Exercise prompt.
The response should be a precise copy of every entry.

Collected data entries

####

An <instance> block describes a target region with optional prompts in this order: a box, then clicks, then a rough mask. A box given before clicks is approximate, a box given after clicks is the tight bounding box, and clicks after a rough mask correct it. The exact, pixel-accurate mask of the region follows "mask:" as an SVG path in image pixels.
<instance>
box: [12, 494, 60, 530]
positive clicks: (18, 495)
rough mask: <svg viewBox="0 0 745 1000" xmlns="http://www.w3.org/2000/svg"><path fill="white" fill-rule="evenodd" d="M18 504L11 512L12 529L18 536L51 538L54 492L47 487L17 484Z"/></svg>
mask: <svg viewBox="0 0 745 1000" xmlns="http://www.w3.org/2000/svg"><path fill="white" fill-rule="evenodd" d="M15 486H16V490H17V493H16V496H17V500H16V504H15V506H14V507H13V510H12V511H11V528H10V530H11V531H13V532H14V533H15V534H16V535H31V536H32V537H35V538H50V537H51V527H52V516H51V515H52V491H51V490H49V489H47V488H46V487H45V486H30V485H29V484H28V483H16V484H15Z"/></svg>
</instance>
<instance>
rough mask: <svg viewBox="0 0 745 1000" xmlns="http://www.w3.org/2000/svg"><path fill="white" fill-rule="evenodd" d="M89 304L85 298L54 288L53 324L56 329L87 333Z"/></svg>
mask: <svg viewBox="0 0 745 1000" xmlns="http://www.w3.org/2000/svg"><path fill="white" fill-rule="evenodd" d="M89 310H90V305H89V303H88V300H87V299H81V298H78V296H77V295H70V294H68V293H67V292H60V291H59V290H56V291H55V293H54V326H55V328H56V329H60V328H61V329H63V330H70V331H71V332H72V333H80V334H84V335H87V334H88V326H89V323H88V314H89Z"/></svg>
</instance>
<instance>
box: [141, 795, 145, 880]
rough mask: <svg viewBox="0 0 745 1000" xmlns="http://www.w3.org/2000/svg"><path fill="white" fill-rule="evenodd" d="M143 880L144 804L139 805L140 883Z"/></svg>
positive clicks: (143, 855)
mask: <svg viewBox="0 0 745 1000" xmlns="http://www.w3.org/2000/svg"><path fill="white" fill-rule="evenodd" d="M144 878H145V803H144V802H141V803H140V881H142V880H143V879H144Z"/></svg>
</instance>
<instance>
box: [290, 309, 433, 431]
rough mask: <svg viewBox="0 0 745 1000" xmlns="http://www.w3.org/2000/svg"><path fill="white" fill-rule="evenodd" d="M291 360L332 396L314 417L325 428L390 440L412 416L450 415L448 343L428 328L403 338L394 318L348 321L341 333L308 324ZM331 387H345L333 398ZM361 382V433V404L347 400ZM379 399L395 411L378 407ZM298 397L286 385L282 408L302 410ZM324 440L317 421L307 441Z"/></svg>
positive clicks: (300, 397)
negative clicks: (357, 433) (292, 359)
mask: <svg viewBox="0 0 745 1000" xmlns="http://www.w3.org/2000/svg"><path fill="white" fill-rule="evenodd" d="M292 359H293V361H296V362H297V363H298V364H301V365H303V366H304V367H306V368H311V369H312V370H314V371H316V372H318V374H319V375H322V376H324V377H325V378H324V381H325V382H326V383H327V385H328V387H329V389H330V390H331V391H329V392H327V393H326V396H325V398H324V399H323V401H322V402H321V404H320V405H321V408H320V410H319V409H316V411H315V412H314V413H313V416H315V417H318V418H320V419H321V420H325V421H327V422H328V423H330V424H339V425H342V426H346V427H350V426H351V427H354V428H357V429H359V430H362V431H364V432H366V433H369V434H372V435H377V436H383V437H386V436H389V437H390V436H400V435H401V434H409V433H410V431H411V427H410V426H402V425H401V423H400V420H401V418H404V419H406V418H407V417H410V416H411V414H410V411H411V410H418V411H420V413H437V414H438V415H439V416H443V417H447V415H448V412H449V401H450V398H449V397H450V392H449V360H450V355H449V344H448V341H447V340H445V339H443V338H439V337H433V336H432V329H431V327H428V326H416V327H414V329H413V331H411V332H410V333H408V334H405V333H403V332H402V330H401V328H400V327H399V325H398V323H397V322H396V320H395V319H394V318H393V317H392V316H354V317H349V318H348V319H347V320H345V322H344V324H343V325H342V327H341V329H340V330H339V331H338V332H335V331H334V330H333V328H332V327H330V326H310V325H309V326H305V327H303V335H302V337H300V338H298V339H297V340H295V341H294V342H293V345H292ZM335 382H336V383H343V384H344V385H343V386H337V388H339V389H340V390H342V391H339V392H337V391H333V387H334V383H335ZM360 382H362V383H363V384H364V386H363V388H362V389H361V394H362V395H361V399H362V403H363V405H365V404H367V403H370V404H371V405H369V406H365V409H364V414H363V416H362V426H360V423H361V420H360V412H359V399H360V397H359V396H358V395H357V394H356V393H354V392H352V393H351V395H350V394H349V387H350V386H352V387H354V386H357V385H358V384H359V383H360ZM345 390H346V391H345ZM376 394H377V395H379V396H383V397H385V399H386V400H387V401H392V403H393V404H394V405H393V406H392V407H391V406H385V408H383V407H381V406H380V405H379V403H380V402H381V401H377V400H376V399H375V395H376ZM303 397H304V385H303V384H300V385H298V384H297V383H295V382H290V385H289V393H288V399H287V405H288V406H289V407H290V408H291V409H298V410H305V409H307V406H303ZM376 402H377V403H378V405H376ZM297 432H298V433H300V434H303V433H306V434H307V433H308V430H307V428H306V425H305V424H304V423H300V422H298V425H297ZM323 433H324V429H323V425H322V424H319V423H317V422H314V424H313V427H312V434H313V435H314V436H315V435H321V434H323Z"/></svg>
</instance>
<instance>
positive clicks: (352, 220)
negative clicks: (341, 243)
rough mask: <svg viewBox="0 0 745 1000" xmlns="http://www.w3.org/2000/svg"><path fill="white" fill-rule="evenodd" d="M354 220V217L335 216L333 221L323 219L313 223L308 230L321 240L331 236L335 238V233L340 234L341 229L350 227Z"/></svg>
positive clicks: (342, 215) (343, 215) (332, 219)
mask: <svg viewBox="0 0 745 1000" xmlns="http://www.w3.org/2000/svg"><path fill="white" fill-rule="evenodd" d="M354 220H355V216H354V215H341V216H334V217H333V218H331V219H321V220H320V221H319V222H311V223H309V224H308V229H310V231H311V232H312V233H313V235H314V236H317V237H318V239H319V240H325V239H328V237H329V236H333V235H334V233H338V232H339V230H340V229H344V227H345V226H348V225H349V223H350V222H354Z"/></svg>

####

Result of the task.
An <instance> block describes a target region with optional prompts in this order: a box, then clicks, then a rough mask. A box given before clicks is approximate, a box given after clicks is the tight bounding box, and clicks after a rough mask correct it. The exact, pixel-accurate mask of the region follows "mask:" as an SVG path in image pixels.
<instance>
box: [12, 494, 60, 530]
positive clicks: (18, 495)
rough mask: <svg viewBox="0 0 745 1000" xmlns="http://www.w3.org/2000/svg"><path fill="white" fill-rule="evenodd" d="M18 504L11 512L12 529L18 536L51 538L54 492L47 487L17 484Z"/></svg>
mask: <svg viewBox="0 0 745 1000" xmlns="http://www.w3.org/2000/svg"><path fill="white" fill-rule="evenodd" d="M15 486H16V490H17V493H16V496H17V500H16V504H15V506H14V507H13V510H12V511H11V528H10V530H11V531H13V532H14V533H15V534H16V535H31V536H32V537H35V538H50V537H51V527H52V516H51V515H52V491H51V490H49V489H47V488H46V487H45V486H30V485H29V484H28V483H16V484H15Z"/></svg>
</instance>
<instance>
rough mask: <svg viewBox="0 0 745 1000" xmlns="http://www.w3.org/2000/svg"><path fill="white" fill-rule="evenodd" d="M89 304L85 298L54 288L53 324L56 329L87 333Z"/></svg>
mask: <svg viewBox="0 0 745 1000" xmlns="http://www.w3.org/2000/svg"><path fill="white" fill-rule="evenodd" d="M89 310H90V305H89V303H88V300H87V299H81V298H78V296H77V295H70V294H68V293H67V292H60V291H59V290H56V291H55V293H54V326H55V328H56V329H60V328H61V329H63V330H70V331H71V332H72V333H80V334H84V335H87V334H88V326H89V323H88V314H89Z"/></svg>
</instance>
<instance>
box: [141, 795, 145, 880]
rough mask: <svg viewBox="0 0 745 1000" xmlns="http://www.w3.org/2000/svg"><path fill="white" fill-rule="evenodd" d="M143 880L144 804L139 805L140 883Z"/></svg>
positive clicks: (143, 855)
mask: <svg viewBox="0 0 745 1000" xmlns="http://www.w3.org/2000/svg"><path fill="white" fill-rule="evenodd" d="M144 878H145V803H144V802H141V803H140V881H142V880H143V879H144Z"/></svg>
</instance>
<instance>
box: [290, 309, 433, 431]
rough mask: <svg viewBox="0 0 745 1000" xmlns="http://www.w3.org/2000/svg"><path fill="white" fill-rule="evenodd" d="M291 360L332 396L314 417L325 428L390 440L412 416L450 415L448 343L428 328L403 338L394 318L348 321L341 333L308 324ZM331 387H345L333 398ZM361 382V433V404L347 400ZM379 399L395 411L378 407ZM298 397L286 385L282 408L302 410ZM324 440L317 421L307 441Z"/></svg>
positive clicks: (300, 397)
negative clicks: (357, 433) (292, 359)
mask: <svg viewBox="0 0 745 1000" xmlns="http://www.w3.org/2000/svg"><path fill="white" fill-rule="evenodd" d="M292 359H293V361H296V362H297V363H298V364H301V365H303V366H304V367H306V368H311V369H312V370H314V371H316V372H318V374H319V375H322V376H324V377H325V378H324V381H325V382H326V383H327V385H328V387H329V389H330V390H331V391H329V392H327V393H326V396H325V398H324V399H323V401H322V402H321V404H320V405H321V408H320V410H319V409H316V411H315V412H314V413H313V416H315V417H318V418H320V419H321V420H325V421H327V422H328V423H330V424H339V425H342V426H346V427H350V426H351V427H354V428H357V429H359V430H362V431H364V432H366V433H369V434H372V435H377V436H383V437H386V436H389V437H390V436H400V435H401V434H409V433H410V431H411V427H410V426H402V425H401V423H400V420H401V418H404V419H406V418H407V417H410V416H411V414H410V411H411V410H418V411H420V413H437V414H438V415H439V416H443V417H447V415H448V412H449V401H450V398H449V397H450V392H449V360H450V355H449V344H448V341H447V340H445V339H443V338H439V337H433V336H432V329H431V327H428V326H416V327H414V329H413V331H411V332H410V333H408V334H405V333H403V332H402V330H401V328H400V327H399V325H398V323H397V322H396V320H395V319H394V318H393V317H392V316H354V317H349V318H348V319H347V320H345V322H344V324H343V325H342V327H341V329H340V330H339V331H338V332H335V331H334V330H333V328H332V327H330V326H310V325H309V326H305V327H303V335H302V337H300V338H298V339H297V340H295V341H294V342H293V345H292ZM335 382H336V383H343V384H344V385H343V386H337V388H339V389H340V390H342V391H339V392H337V391H333V387H334V383H335ZM360 382H362V383H363V384H364V386H363V388H362V389H361V394H362V395H361V399H362V403H363V405H365V404H367V403H370V404H371V405H369V406H365V409H364V414H363V416H362V426H360V423H361V420H360V412H359V399H360V397H359V396H358V395H357V394H356V393H354V392H352V393H351V395H350V394H349V387H350V386H352V387H354V386H357V385H358V384H359V383H360ZM345 390H346V391H345ZM376 394H377V395H379V396H383V397H385V399H386V400H387V401H392V403H393V404H394V405H393V406H392V407H391V406H385V408H383V407H381V406H380V405H379V403H380V402H381V401H377V400H376V399H375V395H376ZM303 397H304V385H303V384H300V385H298V384H297V383H295V382H290V385H289V393H288V399H287V405H288V406H289V407H290V408H291V409H298V410H305V409H307V406H303ZM376 402H377V403H378V405H376ZM297 432H298V433H300V434H303V433H306V434H307V433H308V430H307V428H306V425H305V424H304V423H300V422H298V425H297ZM323 433H324V429H323V425H322V424H319V423H317V422H314V424H313V427H312V434H313V435H314V436H315V435H321V434H323Z"/></svg>
</instance>
<instance>
positive clicks: (352, 220)
negative clicks: (341, 243)
rough mask: <svg viewBox="0 0 745 1000" xmlns="http://www.w3.org/2000/svg"><path fill="white" fill-rule="evenodd" d="M354 220V217L335 216L333 221L323 219L313 223L308 230L321 240L331 236L335 238V233L340 234L341 229L350 227Z"/></svg>
positive clicks: (342, 215) (343, 215) (332, 219)
mask: <svg viewBox="0 0 745 1000" xmlns="http://www.w3.org/2000/svg"><path fill="white" fill-rule="evenodd" d="M354 220H355V216H354V215H341V216H334V217H333V218H331V219H321V220H320V221H319V222H311V223H309V224H308V229H310V231H311V232H312V233H313V235H314V236H317V237H318V239H319V240H325V239H328V237H329V236H333V235H334V233H338V232H339V230H340V229H344V227H345V226H348V225H349V223H350V222H354Z"/></svg>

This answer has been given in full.